# TASK STATEMENT
Output the data below in full, byte for byte. Nothing may differ.

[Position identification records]
━━━━━━━━━━━━━━━━━━━━━━━━━━━━━━
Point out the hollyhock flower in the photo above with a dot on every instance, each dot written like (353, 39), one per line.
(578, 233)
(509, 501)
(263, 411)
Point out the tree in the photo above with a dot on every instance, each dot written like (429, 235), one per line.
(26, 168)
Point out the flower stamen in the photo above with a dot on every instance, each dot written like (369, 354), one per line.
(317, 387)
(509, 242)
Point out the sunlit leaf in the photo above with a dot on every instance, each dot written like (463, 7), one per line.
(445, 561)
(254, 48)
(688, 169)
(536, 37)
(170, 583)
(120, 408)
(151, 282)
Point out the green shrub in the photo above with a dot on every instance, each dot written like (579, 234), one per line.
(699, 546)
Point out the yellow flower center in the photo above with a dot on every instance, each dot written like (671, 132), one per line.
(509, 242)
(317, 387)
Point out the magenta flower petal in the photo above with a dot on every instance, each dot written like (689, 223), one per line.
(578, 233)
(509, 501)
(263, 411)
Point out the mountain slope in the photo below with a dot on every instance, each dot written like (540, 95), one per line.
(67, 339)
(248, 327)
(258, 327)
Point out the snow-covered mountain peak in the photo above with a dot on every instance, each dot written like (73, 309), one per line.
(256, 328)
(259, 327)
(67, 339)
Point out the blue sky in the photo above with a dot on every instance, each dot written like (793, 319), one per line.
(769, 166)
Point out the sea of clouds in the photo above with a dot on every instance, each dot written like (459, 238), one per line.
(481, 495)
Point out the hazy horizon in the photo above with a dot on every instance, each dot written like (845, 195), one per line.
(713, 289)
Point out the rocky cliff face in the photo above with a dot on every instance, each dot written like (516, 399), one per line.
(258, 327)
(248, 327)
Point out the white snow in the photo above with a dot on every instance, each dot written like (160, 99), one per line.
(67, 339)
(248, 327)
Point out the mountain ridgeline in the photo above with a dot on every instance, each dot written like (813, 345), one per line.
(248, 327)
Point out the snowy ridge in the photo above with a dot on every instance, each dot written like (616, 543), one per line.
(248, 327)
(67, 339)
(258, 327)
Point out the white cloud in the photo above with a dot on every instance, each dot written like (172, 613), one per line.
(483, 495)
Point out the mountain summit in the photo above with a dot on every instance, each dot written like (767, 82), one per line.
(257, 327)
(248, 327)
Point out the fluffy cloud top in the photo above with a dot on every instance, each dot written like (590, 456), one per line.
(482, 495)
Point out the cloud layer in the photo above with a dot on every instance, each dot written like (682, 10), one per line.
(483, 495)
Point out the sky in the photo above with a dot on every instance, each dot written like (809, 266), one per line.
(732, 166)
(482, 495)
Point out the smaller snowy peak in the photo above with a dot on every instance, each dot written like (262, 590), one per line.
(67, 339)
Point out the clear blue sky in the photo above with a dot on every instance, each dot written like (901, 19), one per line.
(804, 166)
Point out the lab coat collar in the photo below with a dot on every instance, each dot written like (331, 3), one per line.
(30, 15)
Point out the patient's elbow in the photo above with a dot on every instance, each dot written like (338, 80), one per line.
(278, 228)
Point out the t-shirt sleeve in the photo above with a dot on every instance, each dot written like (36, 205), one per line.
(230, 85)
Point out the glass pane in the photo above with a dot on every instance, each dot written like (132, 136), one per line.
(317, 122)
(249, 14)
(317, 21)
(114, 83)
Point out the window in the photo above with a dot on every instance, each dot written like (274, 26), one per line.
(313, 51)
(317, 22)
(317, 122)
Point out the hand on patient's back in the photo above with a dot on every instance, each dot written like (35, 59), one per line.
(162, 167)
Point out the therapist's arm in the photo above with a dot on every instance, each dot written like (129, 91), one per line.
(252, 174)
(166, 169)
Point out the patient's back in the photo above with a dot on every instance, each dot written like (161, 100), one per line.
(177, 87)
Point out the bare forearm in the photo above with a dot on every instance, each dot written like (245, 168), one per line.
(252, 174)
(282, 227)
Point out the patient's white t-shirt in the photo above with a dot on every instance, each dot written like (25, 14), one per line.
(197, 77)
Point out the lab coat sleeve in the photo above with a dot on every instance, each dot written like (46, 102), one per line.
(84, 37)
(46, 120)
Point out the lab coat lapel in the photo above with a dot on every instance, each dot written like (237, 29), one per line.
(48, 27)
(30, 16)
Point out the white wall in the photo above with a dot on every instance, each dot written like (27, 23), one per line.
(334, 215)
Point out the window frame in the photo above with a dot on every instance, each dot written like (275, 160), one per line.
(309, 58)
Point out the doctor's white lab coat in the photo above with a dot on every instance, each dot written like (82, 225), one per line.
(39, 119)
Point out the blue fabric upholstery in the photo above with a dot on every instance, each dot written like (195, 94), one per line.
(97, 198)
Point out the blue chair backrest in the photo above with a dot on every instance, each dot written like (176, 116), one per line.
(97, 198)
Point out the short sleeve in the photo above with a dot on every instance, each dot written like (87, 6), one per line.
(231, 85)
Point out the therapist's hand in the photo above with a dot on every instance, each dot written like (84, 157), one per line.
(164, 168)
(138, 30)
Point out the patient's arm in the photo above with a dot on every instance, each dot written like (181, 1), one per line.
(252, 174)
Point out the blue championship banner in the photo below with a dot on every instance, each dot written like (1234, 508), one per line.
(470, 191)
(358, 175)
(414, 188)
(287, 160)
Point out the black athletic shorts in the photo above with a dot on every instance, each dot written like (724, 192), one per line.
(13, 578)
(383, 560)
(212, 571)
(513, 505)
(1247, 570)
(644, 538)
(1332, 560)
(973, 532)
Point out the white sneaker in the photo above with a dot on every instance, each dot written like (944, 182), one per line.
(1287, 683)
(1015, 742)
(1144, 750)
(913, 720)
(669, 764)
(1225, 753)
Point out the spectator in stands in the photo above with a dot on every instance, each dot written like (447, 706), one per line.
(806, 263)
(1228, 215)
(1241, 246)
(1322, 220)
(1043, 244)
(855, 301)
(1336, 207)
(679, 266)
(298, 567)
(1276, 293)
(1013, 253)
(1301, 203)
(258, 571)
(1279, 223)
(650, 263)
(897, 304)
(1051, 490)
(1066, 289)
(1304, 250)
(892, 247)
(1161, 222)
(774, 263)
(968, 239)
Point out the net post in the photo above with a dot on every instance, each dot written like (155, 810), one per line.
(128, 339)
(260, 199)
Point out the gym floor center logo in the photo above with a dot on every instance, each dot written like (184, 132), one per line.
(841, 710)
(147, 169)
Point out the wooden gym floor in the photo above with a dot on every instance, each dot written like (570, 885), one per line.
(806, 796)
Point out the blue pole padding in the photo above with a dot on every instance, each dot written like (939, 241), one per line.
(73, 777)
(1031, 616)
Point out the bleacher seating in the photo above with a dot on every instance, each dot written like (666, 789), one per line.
━━━━━━━━━━━━━━━━━━━━━━━━━━━━━━
# FULL OUTPUT
Point out the hollyhock flower in the photo above with a dot on every instance, each dot written like (353, 39), one per line.
(578, 233)
(509, 501)
(263, 411)
Point out the tree in the photo above with a dot on every instance, each dot written like (429, 235), one per line.
(26, 168)
Point out the flower stamen in the photo above with a dot on every instance, each dot written like (369, 354), one per line.
(317, 387)
(509, 242)
Point out the sunlit leaf in the photo above with a dot on every instance, each dot written like (463, 7), one per line.
(445, 561)
(254, 48)
(688, 169)
(536, 37)
(170, 583)
(120, 408)
(151, 282)
Point out the green shrub in the photo above with a dot on every instance, each dot written like (579, 234), one per line.
(699, 546)
Point out the yellow flower center in the photo above with a dot on every instance, each dot written like (671, 132), one per line.
(509, 242)
(317, 387)
Point out the magenta flower petal in the photo above with a dot on every instance, each dot written like (689, 223), one per line.
(578, 233)
(509, 501)
(263, 411)
Point out the mountain slope in the photo below with a dot on every instance, each dot written like (540, 95), one per line.
(67, 339)
(248, 327)
(258, 327)
Point out the snow-covered mountain peak in the photo above with a dot on every instance, each dot written like (73, 309), one per line.
(256, 328)
(259, 327)
(67, 339)
Point out the blue sky in the photo above with a dot on every instance, each dot written like (793, 319), one per line.
(769, 166)
Point out the sea of clouds in the photo above with a dot on every instance, each dot written like (459, 238), one per line.
(481, 495)
Point out the hazy horizon in the photo above with a dot on every instance, each dot written like (845, 195), one per line.
(713, 289)
Point out the rocky cliff face in the photo above with a dot on every instance, each dot written like (516, 399), one per line.
(258, 327)
(248, 327)
Point out the white snow in the photo above with a dot on every instance, each dot written like (160, 99), one per line.
(67, 339)
(248, 327)
Point out the mountain ridgeline in the photo above with a dot on every instance, each dot written like (813, 345), one per line.
(248, 327)
Point out the snowy ridge in the photo above with a dot on every instance, each dot written like (616, 543), one per line.
(248, 327)
(67, 339)
(258, 327)
Point out the white cloud in the photo above with a dot on every instance, each dot written like (172, 613), one per line.
(483, 495)
Point out the mountain summit in the photo above with a dot on every instance, each dot written like (767, 82), one per line.
(257, 327)
(248, 327)
Point out the fluffy cloud top in the photo above with a dot on every instance, each dot written like (590, 456), one per line.
(482, 495)
Point out the cloud layer in the photo above with a dot on every instance, each dot written like (682, 10), one per line.
(483, 495)
Point out the sky in the photo above with a dot on every instance, each dot written like (809, 266), one per line.
(732, 166)
(482, 495)
Point out the smaller snowy peak in the photo above with a dot on every instance, each dot written like (262, 590), one per line.
(67, 339)
Point out the clear blue sky in the photo above with a dot on every instance, each dot written like (901, 19), one per line.
(804, 166)
Point out the lab coat collar in the photo below with a dot on every instance, each dot written like (331, 3), one per line.
(30, 15)
Point out the patient's elbow in the photo above with a dot on every instance, each dot written like (338, 80), one per line.
(278, 228)
Point out the t-shirt sleeve in the photo above with a dot on every instance, each dot written like (36, 205), one per line.
(230, 85)
Point out the glass pane in the photo above with a dot on every instance, each dot written like (132, 136), one per line.
(317, 122)
(249, 14)
(317, 21)
(114, 83)
Point out the window in the photo above with a dot on every instance, each dot written like (274, 26), one per line.
(313, 51)
(317, 22)
(317, 122)
Point out the hand on patient's back in the photo above with a dot on every instance, each dot written like (35, 59), one per line.
(162, 167)
Point out the therapist's arm in the photo above with a dot on every instance, each dot written like (129, 91), one per line.
(252, 174)
(166, 169)
Point out the patient's back in the photo above with a dot on every instance, each dot written like (161, 100), one per line.
(177, 87)
Point out the bare forearm in the photo above with a dot on every instance, each dot written like (245, 168), one per line.
(252, 174)
(282, 227)
Point out the patient's white t-shirt in the photo above with a dot on every instance, each dot written like (25, 14), one per line.
(197, 77)
Point out the lab coat sleeve in the photo above with a dot on every instance, each dot written like (46, 102), one per line.
(84, 37)
(46, 120)
Point out the lab coat lapel in the photo above with a dot on every instance, each dot written like (237, 29), one per line.
(48, 27)
(30, 16)
Point out the white wall in the photo above with a dot on every instance, each dot written like (27, 23), one per line.
(334, 215)
Point out the window frame in the photo above with a dot on every instance, each dot written like (275, 160), one per line.
(309, 58)
Point out the doctor's white lab coat in the photo above with a dot on every instance, each dot written like (82, 225), one per line.
(39, 119)
Point out the blue fabric upholstery in the photo above with a dot on every instance, each dot written like (195, 94), one per line.
(97, 198)
Point out the blue chair backrest in the photo above with a dot on every instance, each dot written like (176, 116), one per line.
(97, 198)
Point out the short sleeve in the photo above with a dot on every instance, each dot written like (87, 6), one per line.
(231, 85)
Point out the therapist's hand in the photo above with a dot on every instance, each dot written like (84, 157), one per line.
(164, 168)
(138, 30)
Point out the patient's arm in the photo above with a dot on every instance, each dot written like (181, 1), one per line.
(252, 174)
Point out the blue championship banner in the photo below with a dot on every instance, each dot written like (1234, 508), one per line.
(470, 191)
(358, 175)
(414, 188)
(287, 160)
Point out the black athletic shorts in the photo above with a dot on every instance, each dot written like (724, 192), one per line.
(13, 578)
(383, 560)
(212, 571)
(513, 505)
(1247, 570)
(644, 538)
(1332, 560)
(973, 532)
Point out the white sneaker in the photo above with a dot on every instance, each dot written like (944, 182), one per line.
(1287, 683)
(1015, 742)
(1144, 750)
(913, 720)
(669, 764)
(1225, 753)
Point out the spectator in stands in the photo above with a dot on every instance, each dot written like (447, 706), one per line.
(806, 263)
(1228, 215)
(1241, 246)
(1322, 220)
(1043, 244)
(855, 301)
(1336, 207)
(679, 266)
(298, 567)
(1276, 293)
(1013, 253)
(1301, 203)
(258, 571)
(1279, 223)
(650, 263)
(897, 304)
(1051, 490)
(1066, 289)
(1304, 250)
(892, 247)
(1161, 222)
(774, 263)
(968, 239)
Point out the net post in the photo above with a dot on every instance, each dot written like (155, 810), one per line.
(128, 339)
(260, 199)
Point out the gym floor center logo in the photo above with a dot on every instance, each dot written like (184, 132), one per line.
(841, 710)
(147, 169)
Point out the wooden gym floor in the photo above with a dot on every instance, each dot written like (570, 885), one per line.
(806, 796)
Point out the blue pole padding in the photo above with a dot on every instance, each dot written like (939, 241), one per line.
(73, 777)
(1031, 616)
Point out the bleacher seating in the photo above with a dot on every instance, each dot written like (666, 789), one per line.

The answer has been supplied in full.